(Data items)
+ + +

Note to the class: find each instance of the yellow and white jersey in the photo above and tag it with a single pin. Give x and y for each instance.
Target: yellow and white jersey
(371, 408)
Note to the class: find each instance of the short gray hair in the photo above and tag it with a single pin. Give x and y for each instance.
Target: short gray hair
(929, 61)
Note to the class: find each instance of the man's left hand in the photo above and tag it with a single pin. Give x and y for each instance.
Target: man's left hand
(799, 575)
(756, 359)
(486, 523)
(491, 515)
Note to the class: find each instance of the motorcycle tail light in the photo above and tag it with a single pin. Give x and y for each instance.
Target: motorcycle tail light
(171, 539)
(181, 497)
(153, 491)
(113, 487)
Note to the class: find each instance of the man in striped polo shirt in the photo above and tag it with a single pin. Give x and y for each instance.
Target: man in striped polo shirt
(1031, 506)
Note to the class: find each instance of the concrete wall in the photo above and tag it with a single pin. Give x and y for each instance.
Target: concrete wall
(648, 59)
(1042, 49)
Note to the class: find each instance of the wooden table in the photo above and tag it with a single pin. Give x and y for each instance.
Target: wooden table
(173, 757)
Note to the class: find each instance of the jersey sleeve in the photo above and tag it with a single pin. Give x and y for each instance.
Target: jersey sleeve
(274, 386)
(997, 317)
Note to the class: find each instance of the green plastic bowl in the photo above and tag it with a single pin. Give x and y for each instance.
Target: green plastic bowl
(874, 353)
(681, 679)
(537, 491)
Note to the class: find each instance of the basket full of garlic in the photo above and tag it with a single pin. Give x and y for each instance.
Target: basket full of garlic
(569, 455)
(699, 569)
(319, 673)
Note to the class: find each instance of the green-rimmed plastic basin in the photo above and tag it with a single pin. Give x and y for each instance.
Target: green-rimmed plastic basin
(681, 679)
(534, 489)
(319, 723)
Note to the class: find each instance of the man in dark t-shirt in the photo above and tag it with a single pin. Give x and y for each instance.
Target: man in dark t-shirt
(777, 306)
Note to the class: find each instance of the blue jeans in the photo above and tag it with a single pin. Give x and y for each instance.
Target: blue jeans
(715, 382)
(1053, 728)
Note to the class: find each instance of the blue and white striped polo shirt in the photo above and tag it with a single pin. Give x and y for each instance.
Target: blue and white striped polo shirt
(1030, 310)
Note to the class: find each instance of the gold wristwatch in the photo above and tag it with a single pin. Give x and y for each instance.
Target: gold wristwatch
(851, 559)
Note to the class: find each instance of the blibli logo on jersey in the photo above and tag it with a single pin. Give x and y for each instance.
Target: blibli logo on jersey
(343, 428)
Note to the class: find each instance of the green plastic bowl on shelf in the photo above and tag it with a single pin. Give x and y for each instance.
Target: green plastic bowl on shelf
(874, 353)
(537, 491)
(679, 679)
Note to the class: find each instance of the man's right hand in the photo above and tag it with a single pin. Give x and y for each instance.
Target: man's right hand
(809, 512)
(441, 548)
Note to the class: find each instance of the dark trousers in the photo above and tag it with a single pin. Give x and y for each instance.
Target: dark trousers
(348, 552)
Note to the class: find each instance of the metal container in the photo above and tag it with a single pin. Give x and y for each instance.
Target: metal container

+ + +

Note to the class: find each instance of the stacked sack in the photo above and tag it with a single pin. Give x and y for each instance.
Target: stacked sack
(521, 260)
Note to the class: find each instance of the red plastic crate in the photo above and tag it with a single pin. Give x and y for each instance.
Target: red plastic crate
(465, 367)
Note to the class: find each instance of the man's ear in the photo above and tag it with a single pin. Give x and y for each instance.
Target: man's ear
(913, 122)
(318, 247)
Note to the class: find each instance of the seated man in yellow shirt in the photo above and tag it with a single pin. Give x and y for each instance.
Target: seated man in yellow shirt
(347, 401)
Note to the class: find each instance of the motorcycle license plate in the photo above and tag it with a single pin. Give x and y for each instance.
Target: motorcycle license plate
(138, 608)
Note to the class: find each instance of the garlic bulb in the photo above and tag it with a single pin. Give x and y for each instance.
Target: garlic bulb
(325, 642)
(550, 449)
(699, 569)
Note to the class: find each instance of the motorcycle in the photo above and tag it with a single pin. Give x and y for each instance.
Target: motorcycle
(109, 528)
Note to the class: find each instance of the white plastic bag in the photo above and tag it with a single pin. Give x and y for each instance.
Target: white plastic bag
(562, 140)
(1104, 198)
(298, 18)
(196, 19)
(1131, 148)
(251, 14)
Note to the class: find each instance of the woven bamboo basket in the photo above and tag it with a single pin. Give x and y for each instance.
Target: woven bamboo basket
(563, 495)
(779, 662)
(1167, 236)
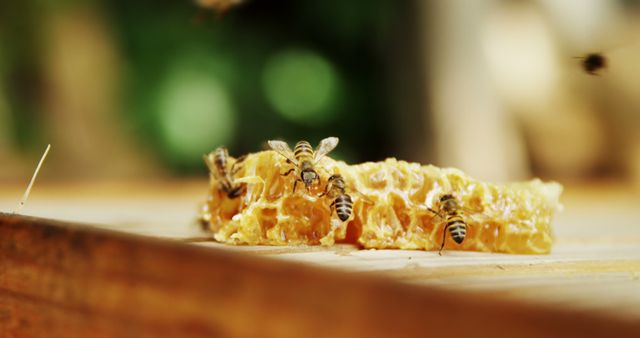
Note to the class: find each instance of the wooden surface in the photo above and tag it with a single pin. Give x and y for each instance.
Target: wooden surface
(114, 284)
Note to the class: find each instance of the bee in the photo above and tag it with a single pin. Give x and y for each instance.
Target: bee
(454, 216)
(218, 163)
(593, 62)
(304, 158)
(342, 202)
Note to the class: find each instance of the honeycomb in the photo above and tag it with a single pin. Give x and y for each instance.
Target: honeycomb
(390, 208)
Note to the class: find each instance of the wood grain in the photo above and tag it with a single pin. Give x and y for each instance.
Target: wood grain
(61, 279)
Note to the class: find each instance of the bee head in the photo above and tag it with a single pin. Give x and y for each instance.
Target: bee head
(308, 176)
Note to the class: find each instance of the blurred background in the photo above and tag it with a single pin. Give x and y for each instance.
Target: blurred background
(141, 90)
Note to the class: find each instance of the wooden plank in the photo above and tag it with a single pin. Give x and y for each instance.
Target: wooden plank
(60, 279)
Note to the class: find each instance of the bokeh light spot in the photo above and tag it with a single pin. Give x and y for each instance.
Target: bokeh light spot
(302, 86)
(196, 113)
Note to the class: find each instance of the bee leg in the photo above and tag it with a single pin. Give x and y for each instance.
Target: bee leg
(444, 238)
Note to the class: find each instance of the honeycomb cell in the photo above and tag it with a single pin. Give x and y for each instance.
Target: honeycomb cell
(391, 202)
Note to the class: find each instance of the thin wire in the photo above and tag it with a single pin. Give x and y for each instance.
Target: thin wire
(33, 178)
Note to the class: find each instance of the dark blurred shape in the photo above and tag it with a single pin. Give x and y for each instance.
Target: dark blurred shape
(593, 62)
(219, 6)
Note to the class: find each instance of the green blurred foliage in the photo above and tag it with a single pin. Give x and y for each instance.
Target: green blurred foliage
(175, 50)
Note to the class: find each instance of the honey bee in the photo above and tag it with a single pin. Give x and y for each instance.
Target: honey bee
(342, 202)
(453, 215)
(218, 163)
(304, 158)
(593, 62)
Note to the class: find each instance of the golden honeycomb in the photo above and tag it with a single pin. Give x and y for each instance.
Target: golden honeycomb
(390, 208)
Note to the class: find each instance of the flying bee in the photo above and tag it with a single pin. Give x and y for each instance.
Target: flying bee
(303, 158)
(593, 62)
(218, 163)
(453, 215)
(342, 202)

+ + +

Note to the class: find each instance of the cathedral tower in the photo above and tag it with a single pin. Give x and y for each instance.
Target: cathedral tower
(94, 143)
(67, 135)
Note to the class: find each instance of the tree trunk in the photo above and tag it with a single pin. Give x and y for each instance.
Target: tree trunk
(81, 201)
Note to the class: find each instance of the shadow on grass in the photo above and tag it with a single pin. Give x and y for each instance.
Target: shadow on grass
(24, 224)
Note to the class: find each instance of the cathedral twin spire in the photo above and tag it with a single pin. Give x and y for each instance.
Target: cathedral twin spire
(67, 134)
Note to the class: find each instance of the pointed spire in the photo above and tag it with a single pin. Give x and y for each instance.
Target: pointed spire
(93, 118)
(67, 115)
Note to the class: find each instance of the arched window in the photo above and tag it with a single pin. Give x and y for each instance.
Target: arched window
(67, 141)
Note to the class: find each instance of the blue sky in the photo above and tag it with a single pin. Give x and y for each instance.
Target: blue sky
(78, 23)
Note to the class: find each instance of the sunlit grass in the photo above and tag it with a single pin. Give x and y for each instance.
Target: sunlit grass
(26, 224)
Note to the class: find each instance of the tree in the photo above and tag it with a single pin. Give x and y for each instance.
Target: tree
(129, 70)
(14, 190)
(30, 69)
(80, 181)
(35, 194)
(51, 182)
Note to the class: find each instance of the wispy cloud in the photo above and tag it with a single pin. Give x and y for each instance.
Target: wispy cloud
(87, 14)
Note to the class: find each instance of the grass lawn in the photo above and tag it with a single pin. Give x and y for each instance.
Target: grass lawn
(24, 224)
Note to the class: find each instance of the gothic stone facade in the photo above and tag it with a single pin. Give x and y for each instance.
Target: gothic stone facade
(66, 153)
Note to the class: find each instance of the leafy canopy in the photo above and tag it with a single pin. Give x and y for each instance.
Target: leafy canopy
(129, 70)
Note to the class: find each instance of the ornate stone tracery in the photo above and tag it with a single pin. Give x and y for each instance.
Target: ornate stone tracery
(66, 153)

+ + +

### What is required
Express the rows starting at the line that contains "Note to the class: find each instance of the motorcycle license" and ending at the line that contains "(1167, 236)" as a JSON list of strings, one string per line, with blank lines omitted.

### Answer
[
  "Note to the class: find each instance of the motorcycle license plate in the photo above and tag it with a single pin. Give x and y for each instance.",
  "Target: motorcycle license plate",
  "(138, 608)",
  "Note to the class: find each instance of the garlic bulb in the photo above and tag it with a single pin. Give x and y for each instance.",
  "Target: garlic bulb",
  "(325, 642)",
  "(550, 449)",
  "(699, 569)",
  "Note to the class: find each instance of the motorcycle in the photo above and tag it with a single pin. Give x and y for each instance.",
  "Target: motorcycle",
  "(109, 528)",
  "Note to the class: find each instance of the white plastic bag in the photo above and tag it with a single pin. Give x and y for each instance.",
  "Target: white plastic bag",
  "(562, 140)",
  "(1104, 198)",
  "(298, 18)",
  "(196, 19)",
  "(1131, 148)",
  "(251, 14)",
  "Note to the class: find each instance of the woven bamboo basket in the photo above and tag it with a single pin. Give x and y for each instance.",
  "Target: woven bamboo basket",
  "(563, 495)",
  "(779, 662)",
  "(1167, 236)"
]